*Exercise details:* What follows is a block of records; reproduce all of it verbatim.

____

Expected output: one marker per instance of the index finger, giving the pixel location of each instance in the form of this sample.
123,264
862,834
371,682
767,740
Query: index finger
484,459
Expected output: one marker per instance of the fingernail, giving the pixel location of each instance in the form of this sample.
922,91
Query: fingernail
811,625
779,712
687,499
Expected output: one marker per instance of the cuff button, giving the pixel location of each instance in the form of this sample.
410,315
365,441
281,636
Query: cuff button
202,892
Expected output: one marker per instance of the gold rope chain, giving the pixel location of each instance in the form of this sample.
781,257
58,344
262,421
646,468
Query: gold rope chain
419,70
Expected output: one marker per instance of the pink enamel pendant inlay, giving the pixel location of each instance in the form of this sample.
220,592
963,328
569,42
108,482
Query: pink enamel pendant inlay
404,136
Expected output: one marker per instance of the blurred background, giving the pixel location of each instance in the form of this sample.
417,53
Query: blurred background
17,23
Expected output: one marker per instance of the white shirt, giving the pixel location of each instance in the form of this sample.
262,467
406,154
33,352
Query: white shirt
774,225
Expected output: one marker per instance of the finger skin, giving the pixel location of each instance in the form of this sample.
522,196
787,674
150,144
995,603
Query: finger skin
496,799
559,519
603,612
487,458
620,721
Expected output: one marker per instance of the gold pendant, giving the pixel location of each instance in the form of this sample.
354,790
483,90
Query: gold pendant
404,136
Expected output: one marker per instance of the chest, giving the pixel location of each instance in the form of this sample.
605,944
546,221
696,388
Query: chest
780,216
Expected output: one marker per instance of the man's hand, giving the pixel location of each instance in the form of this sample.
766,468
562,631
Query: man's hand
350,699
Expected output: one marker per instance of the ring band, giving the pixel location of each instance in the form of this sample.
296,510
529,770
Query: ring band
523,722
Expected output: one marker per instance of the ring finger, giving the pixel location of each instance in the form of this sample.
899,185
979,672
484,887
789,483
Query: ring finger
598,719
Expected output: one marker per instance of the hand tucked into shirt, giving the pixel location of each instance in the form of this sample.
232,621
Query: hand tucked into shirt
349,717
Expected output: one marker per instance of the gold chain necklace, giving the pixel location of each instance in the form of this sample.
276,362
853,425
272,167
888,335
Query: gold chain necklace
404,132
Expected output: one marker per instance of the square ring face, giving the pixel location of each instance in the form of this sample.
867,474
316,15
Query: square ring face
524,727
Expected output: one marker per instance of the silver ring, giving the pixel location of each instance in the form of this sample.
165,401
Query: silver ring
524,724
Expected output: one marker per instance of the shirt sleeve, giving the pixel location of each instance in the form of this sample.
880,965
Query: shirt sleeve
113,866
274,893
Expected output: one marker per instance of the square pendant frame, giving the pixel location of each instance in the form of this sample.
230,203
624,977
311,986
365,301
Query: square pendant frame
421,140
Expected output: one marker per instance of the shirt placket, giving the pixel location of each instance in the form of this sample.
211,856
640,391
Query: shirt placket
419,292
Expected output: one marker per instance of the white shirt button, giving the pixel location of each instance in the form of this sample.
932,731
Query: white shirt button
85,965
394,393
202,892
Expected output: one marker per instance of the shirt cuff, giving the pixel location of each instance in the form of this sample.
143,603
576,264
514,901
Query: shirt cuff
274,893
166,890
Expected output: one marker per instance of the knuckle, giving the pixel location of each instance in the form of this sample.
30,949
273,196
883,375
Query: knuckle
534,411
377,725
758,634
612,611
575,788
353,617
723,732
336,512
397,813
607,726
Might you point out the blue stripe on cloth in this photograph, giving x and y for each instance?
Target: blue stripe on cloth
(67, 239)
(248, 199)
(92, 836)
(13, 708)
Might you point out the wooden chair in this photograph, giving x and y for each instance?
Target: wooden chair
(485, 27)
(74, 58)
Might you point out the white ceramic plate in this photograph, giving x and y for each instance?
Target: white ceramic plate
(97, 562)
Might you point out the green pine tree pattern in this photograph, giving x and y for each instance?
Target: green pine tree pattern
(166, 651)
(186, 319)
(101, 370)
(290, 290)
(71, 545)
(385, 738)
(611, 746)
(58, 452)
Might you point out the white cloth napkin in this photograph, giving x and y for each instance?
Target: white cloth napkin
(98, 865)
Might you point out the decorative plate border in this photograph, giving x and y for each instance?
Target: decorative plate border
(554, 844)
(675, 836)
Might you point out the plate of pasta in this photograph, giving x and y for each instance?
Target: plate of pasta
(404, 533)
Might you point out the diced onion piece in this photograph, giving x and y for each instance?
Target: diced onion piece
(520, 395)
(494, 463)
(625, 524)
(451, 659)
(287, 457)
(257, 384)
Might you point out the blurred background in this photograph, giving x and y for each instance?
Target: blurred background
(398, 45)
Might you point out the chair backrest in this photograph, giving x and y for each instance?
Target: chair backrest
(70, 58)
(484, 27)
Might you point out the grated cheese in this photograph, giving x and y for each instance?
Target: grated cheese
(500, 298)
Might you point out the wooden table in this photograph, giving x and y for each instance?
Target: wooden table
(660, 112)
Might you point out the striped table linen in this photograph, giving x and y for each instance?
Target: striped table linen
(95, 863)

____

*Output for this exercise:*
Expected output: one marker per instance of the index finger, giving the pixel location of each instance in the form of this sample.
123,264
862,834
371,682
767,740
Query: index finger
484,459
Expected output: one marker per instance of the fingernail, giving the pixel location of each instance in the form of this sample.
922,91
Query: fingernail
811,625
779,712
687,499
Expected output: one marker per instance of the cuff button, giving the pixel location of each instance in the form of this sample.
410,315
365,441
281,636
Query: cuff button
202,892
Expected output: one marker per instance of the gold rope chain, giving the pixel location of each instance in the form of this sample.
781,257
58,344
262,421
646,468
Query: gold rope chain
419,70
Expected output: one marker per instance of the pink enamel pendant inlay, giving the pixel location of each instance in the form of this sample.
220,592
963,328
569,42
108,482
Query: pink enamel pendant inlay
404,136
Expected output: one marker per instance of the blurred background, giving the pixel location of each instance in the form of this sample.
417,53
Query: blurred background
17,23
Expected output: one marker per instance of the white shirt, giving the pixel location of each instance in the form of this sample.
262,467
406,154
33,352
Query: white shirt
774,225
Expected output: one marker per instance of the finger skin, giving the pixel location of each instance in the form of this sample.
522,196
787,674
150,144
995,603
Query: finger skin
496,799
559,519
603,612
487,458
620,721
Expected output: one marker per instance of the gold pendant, giving the pixel location of each instance in the form of this sample.
354,790
483,90
Query: gold pendant
404,136
Expected output: one marker per instance of the chest, giving the pixel location of each instance in the form of this sample.
605,944
546,221
696,388
Query: chest
780,216
Expected output: one marker per instance of the man's hand, giving the pixel location of each instance in the form of this sample.
766,468
562,631
Query: man's hand
350,699
Expected output: one marker per instance of the ring band, giving the pixel location of each instance in the form of this sample.
296,510
529,770
Query: ring band
523,722
Expected output: one marker per instance of the ring finger, giving the pixel location of each instance in the form of this sample.
899,185
979,672
484,887
789,483
Query: ring finger
598,719
Expected output: one marker per instance of the hand tucked into shirt, giving the pixel location of each instance in the form of this sample.
232,621
Query: hand tucked into shirt
349,717
Expected output: one marker per instance of the gold chain necklace, giving the pixel location of each instance in the form of this sample.
276,362
853,425
272,167
888,335
Query: gold chain necklace
404,132
Expected output: one marker per instance of the square ring face, giving the pixel location of each instance in the form of this sample.
867,474
316,15
Query: square ring face
524,727
Expected output: one marker per instance of the silver ring, giving the pixel location of each instance in the form of this sample.
165,401
Query: silver ring
524,724
Expected output: one marker per instance of the shirt sleeve, giving the pixel location of each instance in the form of this sample.
880,965
Query: shirt sleeve
113,866
274,893
Expected output: one marker per instance of the square pendant frame, giving the pixel location of each instance in the form of this sample.
230,203
624,977
311,986
365,301
Query: square pendant frame
421,140
Expected output: one marker per instance of the shirt placket, giving the pixel location of each instance in the form of this sample.
211,856
640,391
Query: shirt placket
419,292
Expected output: one marker per instance of the white shirt button, giving the pixel location of each instance in the form of this sample.
932,731
Query: white shirt button
85,965
394,393
202,892
Expected output: one marker per instance of the shirt cuff, giving the pixel location of each instance in the form of this sample.
143,603
576,264
514,901
Query: shirt cuff
274,893
166,890
Expected output: one marker per instance of the knuckle, giving the pixel location of each instance in the form of this sample.
30,949
273,196
883,375
Query: knuckle
534,411
377,725
758,634
612,611
575,788
353,617
723,732
336,512
397,813
607,726
Might you point out the blue stripe on cloth in this photograph, giving x and y for each instance?
Target: blue stripe on cloth
(67, 239)
(248, 199)
(92, 836)
(13, 708)
Might you point out the wooden chair in this photograph, giving x and y for each instance?
Target: wooden chair
(485, 27)
(74, 58)
Might you point out the white ceramic plate in this photograph, giving x and y for each instance?
Target: white ceramic plate
(97, 562)
Might you point out the green pine tree pattern in this photograph, giving x and y for each instance?
Target: green pine tree pattern
(166, 651)
(186, 319)
(101, 370)
(290, 290)
(71, 545)
(385, 738)
(611, 746)
(58, 452)
Might you point out the white cloth napkin in this photograph, giving x and y for each instance?
Target: white cloth napkin
(98, 865)
Might you point out the decorative plate border in this photograph, giving x and y for each instance?
Target: decorative plate border
(554, 844)
(675, 836)
Might you point out the plate of pasta in this photograph, giving x and y for each instance?
Target: plate of pasta
(404, 533)
Might you point out the diced onion piece in this photograph, giving x and y for each instance?
Target: diced onion piece
(520, 395)
(494, 463)
(625, 524)
(451, 659)
(287, 457)
(257, 384)
Might you point out the blurred background in this photograph, giving x and y for each instance?
Target: blurred background
(398, 45)
Might you point out the chair backrest in this photograph, giving x and y for each instance?
Target: chair backrest
(70, 58)
(484, 27)
Might you point out the grated cheese in this photograph, giving x and y for each instance?
Target: grated cheese
(500, 298)
Might you point out the wooden table in this photograph, giving x and y for each instance?
Target: wooden table
(660, 112)
Might you point out the striped table linen in this photograph, giving x and y for each instance?
Target: striped table linen
(95, 863)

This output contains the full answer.